### Quoted passage:

%%

The "Harvested-for-Grain" category, at 91%, is also perfectly normal compared to recent years. In 2007, the U.S. harvested the highest proportion of corn-for-grain at 92.5%. In 1983 and 1993, there were notably low proportions of harvested acres at less than 86%.

That left only 1.8% of 2019's planted corn acreage unharvested for any reason (1.6 ma), at least according to NASS' latest information. That's a little high compared to most recent years, but a smaller proportion than was seen after the drought of 2012 when 2.6% was left unharvested.

Sometimes, fields do wither in drought, get flooded away, or hailed out. Otherwise, farmers typically don't abandon or till under any crop if it can somehow provide some revenue. A lot of the 2019 corn crop wasn't easy to harvest (through mud or snow in several of the northern states), but it mostly got harvested anyway. Other crops may not follow the same pattern, like spring wheat, canola and other more-sensitive small grains and specialty crops that may need to be abandoned after the early heavy snow in North Dakota and the Canadian prairies.

I'm told that even some of that snow-bound canola is going to be given another try this spring. Corn stalks, however, hold their ears several feet above ground. That means even at the edges of fields where snow drifts formed too high and too hard for a combine to drive through, the grain will still last in the field and likely be harvested eventually in the spring (assuming the pheasants don't eat it all at that now-very-convenient height).

%%

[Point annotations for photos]
%%

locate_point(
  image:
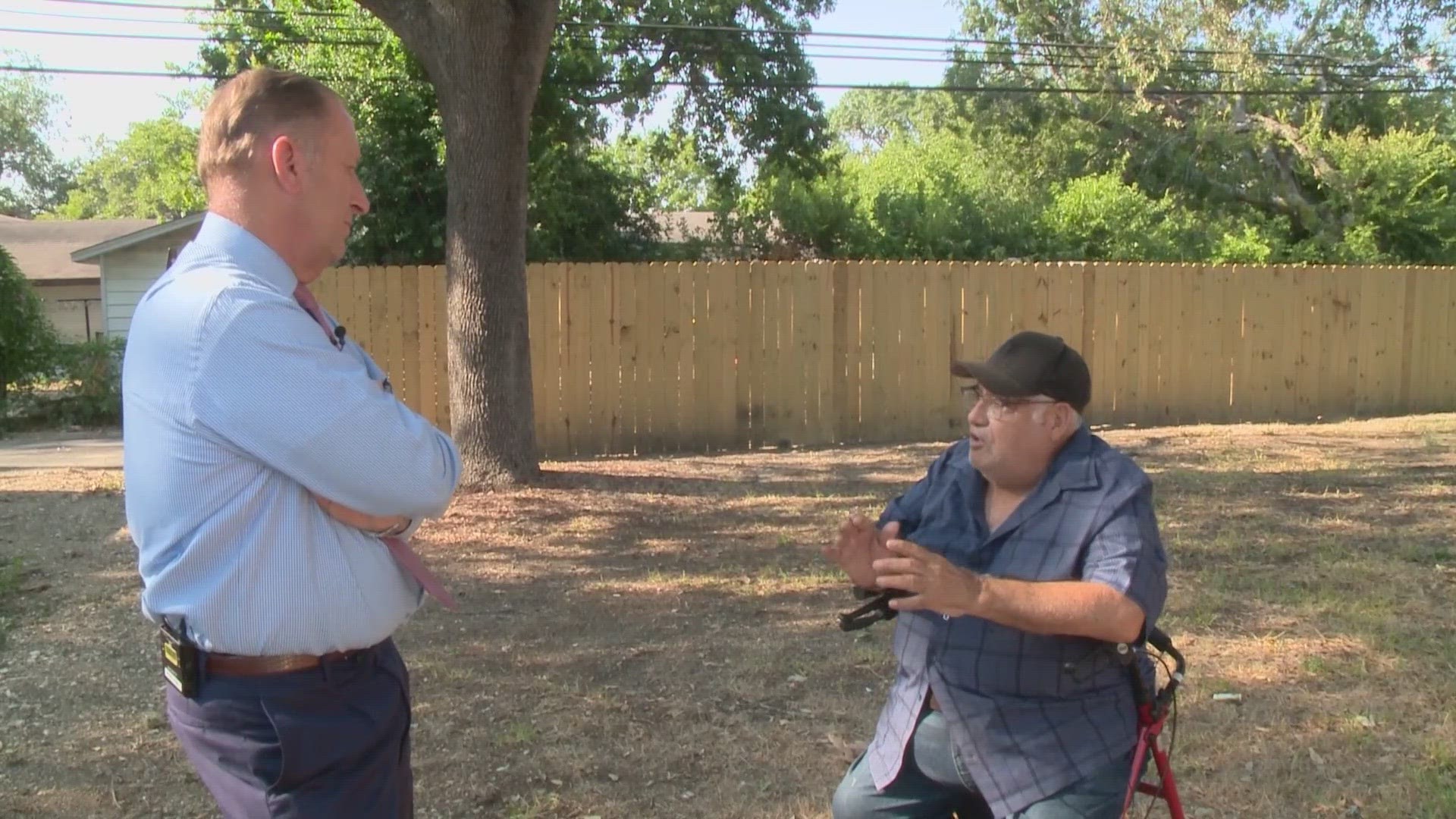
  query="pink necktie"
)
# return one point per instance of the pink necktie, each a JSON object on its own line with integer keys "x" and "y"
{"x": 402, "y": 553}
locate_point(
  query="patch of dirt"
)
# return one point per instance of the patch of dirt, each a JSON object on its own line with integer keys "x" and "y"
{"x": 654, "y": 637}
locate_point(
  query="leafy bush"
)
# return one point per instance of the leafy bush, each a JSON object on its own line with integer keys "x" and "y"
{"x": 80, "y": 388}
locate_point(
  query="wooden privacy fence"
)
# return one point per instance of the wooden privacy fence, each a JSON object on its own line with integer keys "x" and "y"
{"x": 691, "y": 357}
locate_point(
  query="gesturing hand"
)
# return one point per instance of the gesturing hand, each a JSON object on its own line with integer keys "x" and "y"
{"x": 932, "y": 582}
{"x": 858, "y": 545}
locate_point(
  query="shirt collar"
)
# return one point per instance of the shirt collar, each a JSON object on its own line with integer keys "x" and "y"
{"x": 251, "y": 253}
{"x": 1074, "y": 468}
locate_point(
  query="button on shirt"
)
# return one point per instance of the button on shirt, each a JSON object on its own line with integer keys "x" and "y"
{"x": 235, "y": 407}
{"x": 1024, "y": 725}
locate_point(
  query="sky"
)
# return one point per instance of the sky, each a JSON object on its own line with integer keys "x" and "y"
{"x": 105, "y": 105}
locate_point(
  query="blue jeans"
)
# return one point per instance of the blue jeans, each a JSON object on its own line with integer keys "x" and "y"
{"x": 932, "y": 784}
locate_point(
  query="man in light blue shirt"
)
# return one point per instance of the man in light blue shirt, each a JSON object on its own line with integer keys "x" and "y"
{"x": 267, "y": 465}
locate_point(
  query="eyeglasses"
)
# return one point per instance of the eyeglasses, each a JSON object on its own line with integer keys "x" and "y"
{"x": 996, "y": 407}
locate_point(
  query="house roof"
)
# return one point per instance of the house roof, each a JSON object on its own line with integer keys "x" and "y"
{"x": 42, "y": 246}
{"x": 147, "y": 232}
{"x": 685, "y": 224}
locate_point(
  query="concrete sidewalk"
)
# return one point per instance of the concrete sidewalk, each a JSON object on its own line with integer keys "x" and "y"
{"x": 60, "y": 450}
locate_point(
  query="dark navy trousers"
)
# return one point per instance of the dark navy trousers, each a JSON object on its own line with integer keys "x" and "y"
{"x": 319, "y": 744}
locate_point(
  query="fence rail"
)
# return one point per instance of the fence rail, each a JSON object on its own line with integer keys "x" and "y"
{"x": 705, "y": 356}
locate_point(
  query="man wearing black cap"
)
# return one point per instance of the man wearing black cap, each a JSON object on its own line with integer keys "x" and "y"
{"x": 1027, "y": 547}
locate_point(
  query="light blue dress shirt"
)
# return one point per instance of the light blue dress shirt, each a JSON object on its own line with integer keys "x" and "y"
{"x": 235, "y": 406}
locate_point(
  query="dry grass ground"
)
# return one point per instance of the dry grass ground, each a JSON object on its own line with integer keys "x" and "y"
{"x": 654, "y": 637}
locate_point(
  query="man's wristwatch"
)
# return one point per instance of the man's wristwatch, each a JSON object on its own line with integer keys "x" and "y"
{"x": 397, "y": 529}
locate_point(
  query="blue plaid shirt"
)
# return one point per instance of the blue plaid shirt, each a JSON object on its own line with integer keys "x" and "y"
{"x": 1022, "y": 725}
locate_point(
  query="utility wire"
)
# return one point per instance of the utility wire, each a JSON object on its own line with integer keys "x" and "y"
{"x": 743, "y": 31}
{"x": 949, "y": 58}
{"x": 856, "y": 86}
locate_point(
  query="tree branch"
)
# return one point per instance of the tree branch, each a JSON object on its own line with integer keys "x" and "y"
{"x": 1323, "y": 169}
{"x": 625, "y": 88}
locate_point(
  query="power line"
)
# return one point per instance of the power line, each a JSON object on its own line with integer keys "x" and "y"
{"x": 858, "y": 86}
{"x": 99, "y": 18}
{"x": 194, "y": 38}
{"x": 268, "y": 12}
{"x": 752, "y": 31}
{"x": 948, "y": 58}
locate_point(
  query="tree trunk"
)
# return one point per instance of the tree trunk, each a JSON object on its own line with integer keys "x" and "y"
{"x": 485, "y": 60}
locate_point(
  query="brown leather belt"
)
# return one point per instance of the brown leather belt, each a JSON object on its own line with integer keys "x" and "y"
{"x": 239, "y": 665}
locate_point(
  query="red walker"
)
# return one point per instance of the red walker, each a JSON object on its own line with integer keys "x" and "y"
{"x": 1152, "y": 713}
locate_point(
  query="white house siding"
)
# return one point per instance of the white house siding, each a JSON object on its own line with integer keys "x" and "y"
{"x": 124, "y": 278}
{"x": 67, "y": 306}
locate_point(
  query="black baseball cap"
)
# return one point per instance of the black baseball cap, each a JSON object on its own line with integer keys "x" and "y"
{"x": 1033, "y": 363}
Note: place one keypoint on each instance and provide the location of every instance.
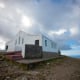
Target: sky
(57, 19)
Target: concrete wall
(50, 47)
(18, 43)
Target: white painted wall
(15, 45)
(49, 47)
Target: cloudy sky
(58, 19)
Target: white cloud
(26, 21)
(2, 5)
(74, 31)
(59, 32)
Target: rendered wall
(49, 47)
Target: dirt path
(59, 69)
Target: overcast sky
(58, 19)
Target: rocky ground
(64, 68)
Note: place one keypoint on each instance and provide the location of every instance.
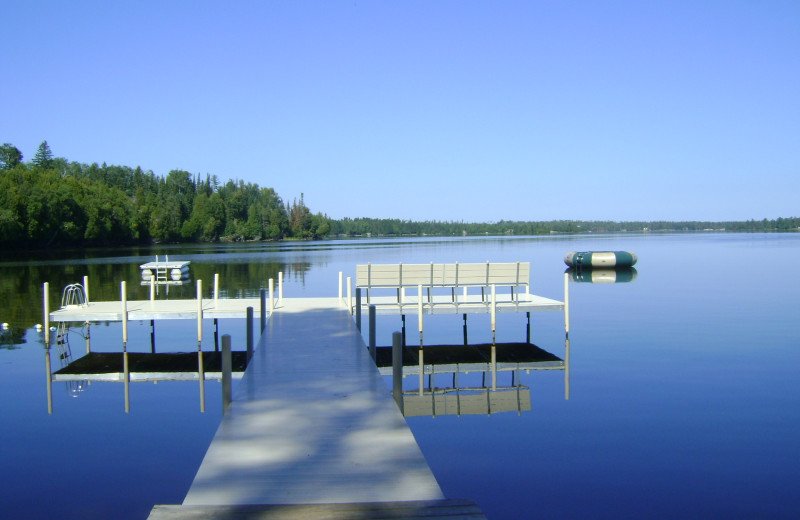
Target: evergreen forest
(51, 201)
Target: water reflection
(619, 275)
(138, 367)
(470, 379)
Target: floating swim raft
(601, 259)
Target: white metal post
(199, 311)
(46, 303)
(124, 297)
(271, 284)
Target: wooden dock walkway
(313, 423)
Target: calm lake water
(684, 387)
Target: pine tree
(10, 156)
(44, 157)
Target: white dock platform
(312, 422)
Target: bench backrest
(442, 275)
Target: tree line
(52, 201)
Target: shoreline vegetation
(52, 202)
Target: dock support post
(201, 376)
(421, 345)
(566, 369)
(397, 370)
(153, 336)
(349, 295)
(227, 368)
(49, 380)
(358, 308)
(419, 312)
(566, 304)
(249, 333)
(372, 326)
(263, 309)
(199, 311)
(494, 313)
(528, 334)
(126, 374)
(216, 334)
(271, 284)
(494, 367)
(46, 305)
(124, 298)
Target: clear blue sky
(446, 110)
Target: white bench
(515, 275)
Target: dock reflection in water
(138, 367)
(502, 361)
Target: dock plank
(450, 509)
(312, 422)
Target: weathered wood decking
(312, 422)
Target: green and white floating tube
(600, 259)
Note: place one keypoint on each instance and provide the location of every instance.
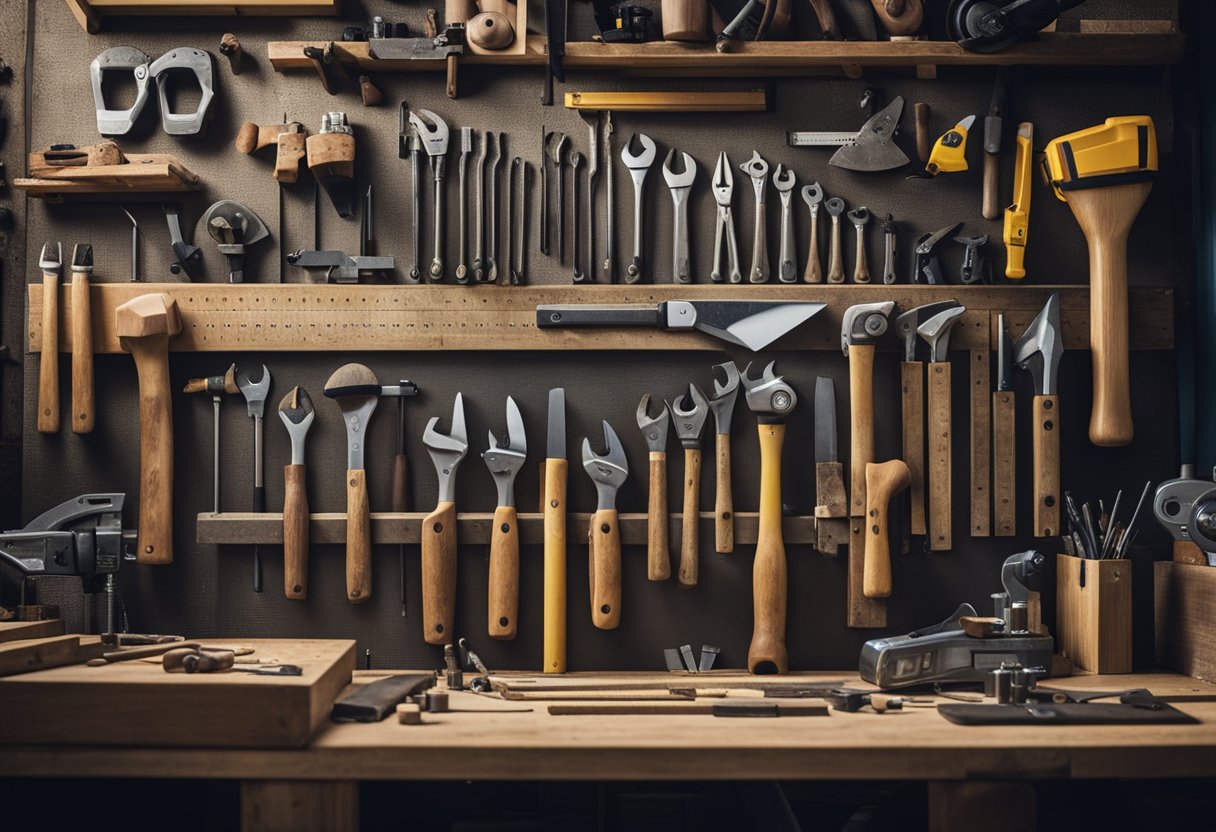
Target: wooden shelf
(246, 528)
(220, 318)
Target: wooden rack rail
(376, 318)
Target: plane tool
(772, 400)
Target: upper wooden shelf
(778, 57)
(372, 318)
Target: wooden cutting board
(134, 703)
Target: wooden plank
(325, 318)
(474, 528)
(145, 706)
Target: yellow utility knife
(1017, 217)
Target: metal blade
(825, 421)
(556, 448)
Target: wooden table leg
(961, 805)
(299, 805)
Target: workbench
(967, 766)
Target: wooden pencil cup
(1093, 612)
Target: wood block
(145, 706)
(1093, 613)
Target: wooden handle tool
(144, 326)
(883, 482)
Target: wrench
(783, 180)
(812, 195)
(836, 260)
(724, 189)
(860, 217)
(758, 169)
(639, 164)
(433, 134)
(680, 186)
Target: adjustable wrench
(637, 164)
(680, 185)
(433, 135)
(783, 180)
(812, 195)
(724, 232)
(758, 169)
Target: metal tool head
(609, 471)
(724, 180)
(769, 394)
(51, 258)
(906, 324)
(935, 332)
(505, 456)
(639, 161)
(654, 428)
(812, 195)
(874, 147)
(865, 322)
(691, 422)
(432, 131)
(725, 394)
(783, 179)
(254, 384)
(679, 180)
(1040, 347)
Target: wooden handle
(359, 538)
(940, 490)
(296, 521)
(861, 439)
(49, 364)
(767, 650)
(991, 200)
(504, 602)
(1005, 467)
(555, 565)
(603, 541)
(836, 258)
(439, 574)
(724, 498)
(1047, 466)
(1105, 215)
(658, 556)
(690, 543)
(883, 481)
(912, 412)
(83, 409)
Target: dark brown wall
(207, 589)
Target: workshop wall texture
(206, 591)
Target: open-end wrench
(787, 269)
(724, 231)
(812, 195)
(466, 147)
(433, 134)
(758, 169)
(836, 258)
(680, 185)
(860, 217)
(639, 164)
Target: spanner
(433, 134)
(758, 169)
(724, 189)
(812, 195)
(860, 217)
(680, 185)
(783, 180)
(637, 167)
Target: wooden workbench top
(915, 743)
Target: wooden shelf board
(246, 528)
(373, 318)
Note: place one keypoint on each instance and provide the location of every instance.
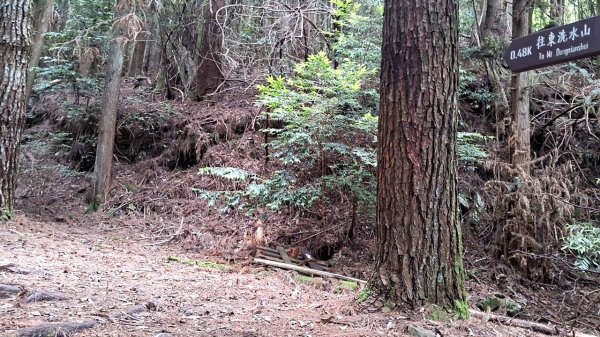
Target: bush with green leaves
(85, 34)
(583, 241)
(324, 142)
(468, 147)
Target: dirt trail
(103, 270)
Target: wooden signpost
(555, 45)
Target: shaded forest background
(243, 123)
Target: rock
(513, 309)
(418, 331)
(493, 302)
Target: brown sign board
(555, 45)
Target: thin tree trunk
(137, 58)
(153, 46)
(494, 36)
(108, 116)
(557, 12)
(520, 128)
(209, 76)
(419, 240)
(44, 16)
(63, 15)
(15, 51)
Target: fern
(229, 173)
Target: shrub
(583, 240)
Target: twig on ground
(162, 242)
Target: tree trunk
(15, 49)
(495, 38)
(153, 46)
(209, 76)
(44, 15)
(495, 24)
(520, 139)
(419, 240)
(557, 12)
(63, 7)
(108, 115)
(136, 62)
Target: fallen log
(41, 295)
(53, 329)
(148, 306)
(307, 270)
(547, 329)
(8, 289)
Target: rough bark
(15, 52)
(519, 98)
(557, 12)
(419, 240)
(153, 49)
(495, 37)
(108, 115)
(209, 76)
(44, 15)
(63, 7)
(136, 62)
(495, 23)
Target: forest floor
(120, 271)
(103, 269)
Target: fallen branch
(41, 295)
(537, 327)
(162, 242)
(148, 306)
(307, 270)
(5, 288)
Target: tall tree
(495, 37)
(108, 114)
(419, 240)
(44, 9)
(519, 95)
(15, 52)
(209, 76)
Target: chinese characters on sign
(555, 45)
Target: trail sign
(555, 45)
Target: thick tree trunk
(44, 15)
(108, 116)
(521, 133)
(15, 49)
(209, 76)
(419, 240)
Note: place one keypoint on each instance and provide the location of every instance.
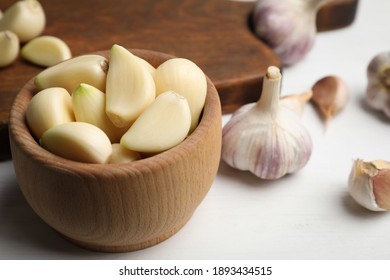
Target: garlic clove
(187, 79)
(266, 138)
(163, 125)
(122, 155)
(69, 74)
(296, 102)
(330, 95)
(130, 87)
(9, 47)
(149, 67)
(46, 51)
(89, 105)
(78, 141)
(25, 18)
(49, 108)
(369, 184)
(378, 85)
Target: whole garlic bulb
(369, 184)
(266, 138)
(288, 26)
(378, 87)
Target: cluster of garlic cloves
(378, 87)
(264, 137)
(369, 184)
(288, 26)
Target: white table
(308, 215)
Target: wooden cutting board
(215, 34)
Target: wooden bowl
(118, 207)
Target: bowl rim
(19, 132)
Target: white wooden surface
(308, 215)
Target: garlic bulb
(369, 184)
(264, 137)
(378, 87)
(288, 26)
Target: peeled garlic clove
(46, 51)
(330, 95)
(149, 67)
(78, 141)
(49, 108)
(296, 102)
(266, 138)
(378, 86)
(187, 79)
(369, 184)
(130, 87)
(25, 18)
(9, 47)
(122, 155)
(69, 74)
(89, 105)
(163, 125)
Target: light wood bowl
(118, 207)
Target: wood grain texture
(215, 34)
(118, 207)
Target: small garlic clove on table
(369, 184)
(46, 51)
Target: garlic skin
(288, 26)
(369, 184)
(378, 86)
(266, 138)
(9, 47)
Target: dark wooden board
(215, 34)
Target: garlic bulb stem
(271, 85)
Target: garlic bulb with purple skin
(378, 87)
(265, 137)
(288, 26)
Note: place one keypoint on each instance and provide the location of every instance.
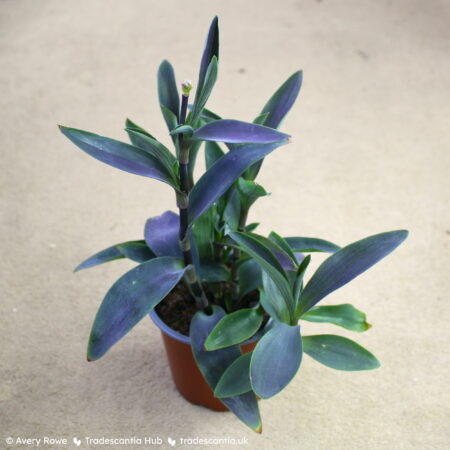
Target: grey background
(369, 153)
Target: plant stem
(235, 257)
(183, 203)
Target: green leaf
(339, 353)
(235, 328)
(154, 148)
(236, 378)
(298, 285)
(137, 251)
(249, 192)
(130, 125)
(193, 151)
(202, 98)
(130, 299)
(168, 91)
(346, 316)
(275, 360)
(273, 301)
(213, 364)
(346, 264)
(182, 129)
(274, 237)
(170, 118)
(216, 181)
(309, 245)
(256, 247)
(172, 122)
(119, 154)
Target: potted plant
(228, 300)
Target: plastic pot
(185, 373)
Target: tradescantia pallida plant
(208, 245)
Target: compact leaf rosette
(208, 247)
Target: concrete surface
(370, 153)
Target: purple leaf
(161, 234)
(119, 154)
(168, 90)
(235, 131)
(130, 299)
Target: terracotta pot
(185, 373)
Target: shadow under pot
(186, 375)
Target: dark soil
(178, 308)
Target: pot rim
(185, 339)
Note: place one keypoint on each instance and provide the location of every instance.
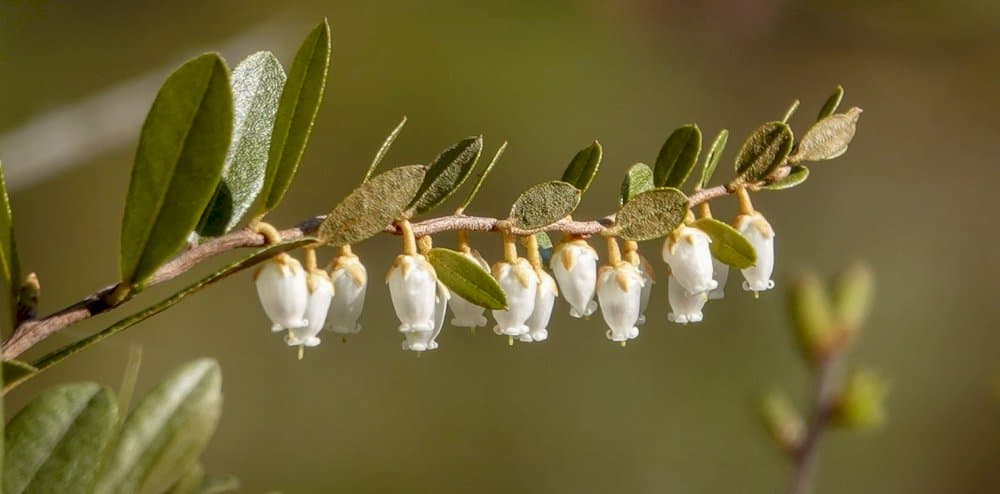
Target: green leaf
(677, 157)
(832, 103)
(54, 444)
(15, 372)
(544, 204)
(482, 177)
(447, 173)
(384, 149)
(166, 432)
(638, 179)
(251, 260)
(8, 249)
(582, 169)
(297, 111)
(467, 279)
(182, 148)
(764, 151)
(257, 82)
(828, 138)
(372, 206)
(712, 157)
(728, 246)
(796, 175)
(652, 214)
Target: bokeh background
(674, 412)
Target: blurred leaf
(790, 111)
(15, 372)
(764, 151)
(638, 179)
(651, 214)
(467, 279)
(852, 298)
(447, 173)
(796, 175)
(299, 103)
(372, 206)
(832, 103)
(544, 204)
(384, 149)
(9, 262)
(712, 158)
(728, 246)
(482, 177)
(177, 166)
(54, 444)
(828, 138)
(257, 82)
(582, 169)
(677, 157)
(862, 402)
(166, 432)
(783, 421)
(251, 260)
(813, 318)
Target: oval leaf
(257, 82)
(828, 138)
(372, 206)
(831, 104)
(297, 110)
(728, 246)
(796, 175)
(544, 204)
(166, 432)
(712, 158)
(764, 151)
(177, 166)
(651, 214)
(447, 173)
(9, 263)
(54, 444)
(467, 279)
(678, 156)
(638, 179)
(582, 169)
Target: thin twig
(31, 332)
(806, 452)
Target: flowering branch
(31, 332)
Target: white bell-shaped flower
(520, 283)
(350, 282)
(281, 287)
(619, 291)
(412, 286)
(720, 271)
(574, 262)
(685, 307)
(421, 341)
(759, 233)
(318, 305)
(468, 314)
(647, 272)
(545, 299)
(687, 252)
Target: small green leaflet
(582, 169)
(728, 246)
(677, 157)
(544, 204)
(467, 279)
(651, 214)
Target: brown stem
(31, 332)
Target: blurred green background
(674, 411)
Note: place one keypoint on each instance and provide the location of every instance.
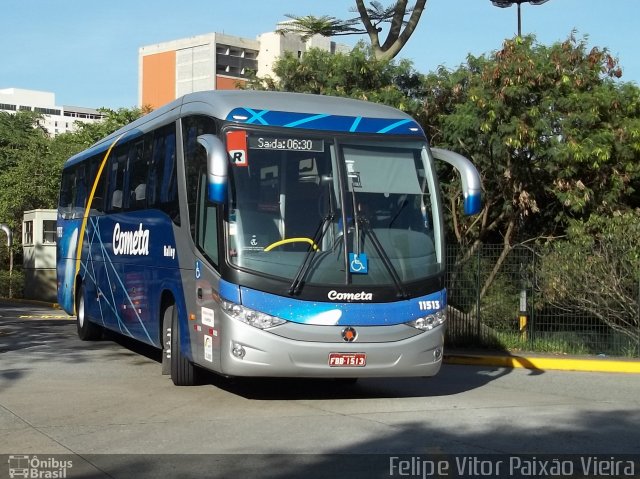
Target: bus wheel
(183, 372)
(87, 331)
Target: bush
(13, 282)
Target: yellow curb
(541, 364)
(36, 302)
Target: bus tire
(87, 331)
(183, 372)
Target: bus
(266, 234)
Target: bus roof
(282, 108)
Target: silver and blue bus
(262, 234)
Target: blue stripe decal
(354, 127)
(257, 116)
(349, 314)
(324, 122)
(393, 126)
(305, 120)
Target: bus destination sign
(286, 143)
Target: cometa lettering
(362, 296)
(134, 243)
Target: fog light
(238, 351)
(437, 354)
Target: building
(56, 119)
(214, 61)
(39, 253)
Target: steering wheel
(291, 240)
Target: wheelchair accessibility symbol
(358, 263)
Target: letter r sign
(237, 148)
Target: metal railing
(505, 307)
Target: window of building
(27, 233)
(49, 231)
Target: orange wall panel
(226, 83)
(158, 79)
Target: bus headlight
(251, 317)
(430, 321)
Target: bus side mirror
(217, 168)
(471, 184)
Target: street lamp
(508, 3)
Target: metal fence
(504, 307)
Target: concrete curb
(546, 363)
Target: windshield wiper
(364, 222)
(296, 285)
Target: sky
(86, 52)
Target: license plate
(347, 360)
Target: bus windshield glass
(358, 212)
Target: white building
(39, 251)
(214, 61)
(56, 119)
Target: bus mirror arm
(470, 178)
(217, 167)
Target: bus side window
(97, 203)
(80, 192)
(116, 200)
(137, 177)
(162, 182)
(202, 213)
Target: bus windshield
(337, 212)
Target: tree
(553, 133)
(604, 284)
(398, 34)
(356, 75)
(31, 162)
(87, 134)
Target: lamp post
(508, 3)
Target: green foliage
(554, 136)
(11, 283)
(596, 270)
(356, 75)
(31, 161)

%%

### Set of tasks:
1. In the corn harvest passage, what share of the 2019 planted corn acreage was left unharvested?
2. Arrange the stretch of entries from the line containing "Target: orange wall panel" through the end of the entries as a numbered list, leaving out any blank lines.

### Results of the tasks:
1. 1.8%

2.
1. Target: orange wall panel
2. (226, 83)
3. (158, 79)
4. Target: bus headlight
5. (251, 317)
6. (430, 321)
7. Target: bus side mirror
8. (217, 168)
9. (471, 184)
10. Target: street lamp
11. (508, 3)
12. Target: metal fence
13. (504, 307)
14. Target: concrete curb
15. (546, 363)
16. Target: windshield wiper
17. (364, 222)
18. (296, 285)
19. Target: sky
20. (86, 52)
21. Target: license plate
22. (347, 360)
23. Target: bus windshield glass
24. (358, 212)
25. Target: white building
26. (39, 251)
27. (214, 61)
28. (56, 119)
29. Target: bus mirror arm
30. (470, 178)
31. (217, 167)
32. Target: bus side window
33. (97, 203)
34. (80, 192)
35. (116, 200)
36. (137, 177)
37. (162, 182)
38. (202, 213)
39. Target: bus windshield
40. (337, 212)
41. Target: tree
42. (553, 133)
43. (604, 284)
44. (398, 34)
45. (356, 75)
46. (31, 162)
47. (87, 134)
48. Target: lamp post
49. (508, 3)
50. Target: green foliage
51. (554, 136)
52. (11, 283)
53. (596, 270)
54. (356, 75)
55. (31, 161)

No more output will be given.